BACKGROUND AND OBJECTIVES - Investigations with a Mark-III free electron laser, tuned to 6.45 microm in wavelength have demonstrated minimal collateral damage and high ablation yield in ocular and neural tissues. While the use of mid-IR light produced by the free electron laser (FEL) has shown much promise for surgical applications, further advances are limited due the high costs of its use. Further investigation and widespread clinical use of six-micron radiation requires the development of an alternative laser source. In this research, we compared a Mark-III FEL and an Er:YAG pumped ZGP-OPO with respect to the effect of pulse duration on ablation efficiency and thermal damage on porcine cornea.
STUDY DESIGN/MATERIALS AND METHODS - A five by seven grid of craters was made about the center of each cornea. Craters were made with a 60-microm spotsize with a 500-microm spacing. Ablation craters were made using 50 pulses per crater at approximately three times the ablation threshold (for water). Histological analysis was used to determine crater depth and thermal damage.

Point-per-instance location data:
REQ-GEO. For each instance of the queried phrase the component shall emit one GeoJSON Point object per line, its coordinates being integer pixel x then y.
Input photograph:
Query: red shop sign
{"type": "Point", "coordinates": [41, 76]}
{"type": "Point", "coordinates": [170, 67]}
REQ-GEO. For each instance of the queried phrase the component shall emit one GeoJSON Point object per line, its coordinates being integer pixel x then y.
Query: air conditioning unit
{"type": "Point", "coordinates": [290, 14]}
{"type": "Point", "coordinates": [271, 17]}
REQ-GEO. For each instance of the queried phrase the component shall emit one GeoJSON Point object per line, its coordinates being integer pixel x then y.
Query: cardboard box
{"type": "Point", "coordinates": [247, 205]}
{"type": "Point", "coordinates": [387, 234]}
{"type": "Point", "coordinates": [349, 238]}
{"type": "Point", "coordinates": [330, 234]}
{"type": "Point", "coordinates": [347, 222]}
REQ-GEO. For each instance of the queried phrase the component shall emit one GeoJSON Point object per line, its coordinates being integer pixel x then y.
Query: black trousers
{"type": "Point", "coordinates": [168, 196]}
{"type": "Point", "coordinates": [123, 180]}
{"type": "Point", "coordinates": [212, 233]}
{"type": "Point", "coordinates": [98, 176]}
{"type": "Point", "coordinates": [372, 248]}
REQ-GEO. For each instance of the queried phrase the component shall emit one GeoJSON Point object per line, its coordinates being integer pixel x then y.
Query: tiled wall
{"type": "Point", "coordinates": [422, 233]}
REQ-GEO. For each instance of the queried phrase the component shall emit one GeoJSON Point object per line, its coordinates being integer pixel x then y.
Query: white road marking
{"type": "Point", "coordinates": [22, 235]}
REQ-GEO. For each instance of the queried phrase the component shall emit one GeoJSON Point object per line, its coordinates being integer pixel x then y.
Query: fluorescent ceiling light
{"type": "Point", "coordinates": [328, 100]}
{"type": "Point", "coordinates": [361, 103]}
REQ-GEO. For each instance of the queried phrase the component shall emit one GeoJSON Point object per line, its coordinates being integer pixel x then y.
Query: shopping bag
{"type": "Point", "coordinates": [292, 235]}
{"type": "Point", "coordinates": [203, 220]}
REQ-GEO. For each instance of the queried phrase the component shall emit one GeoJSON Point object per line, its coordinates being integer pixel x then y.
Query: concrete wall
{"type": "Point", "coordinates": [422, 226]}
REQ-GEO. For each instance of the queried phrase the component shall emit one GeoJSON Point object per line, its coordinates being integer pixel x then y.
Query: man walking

• [Questions to answer]:
• A. In the laser ablation abstract, what spot size were the craters made with?
• B. Write out the stretch of the laser ablation abstract from "BACKGROUND AND OBJECTIVES" through "on porcine cornea.".

• [Exercise answers]:
• A. A 60-microm spot size.

• B.
BACKGROUND AND OBJECTIVES - Investigations with a Mark-III free electron laser, tuned to 6.45 microm in wavelength have demonstrated minimal collateral damage and high ablation yield in ocular and neural tissues. While the use of mid-IR light produced by the free electron laser (FEL) has shown much promise for surgical applications, further advances are limited due the high costs of its use. Further investigation and widespread clinical use of six-micron radiation requires the development of an alternative laser source. In this research, we compared a Mark-III FEL and an Er:YAG pumped ZGP-OPO with respect to the effect of pulse duration on ablation efficiency and thermal damage on porcine cornea.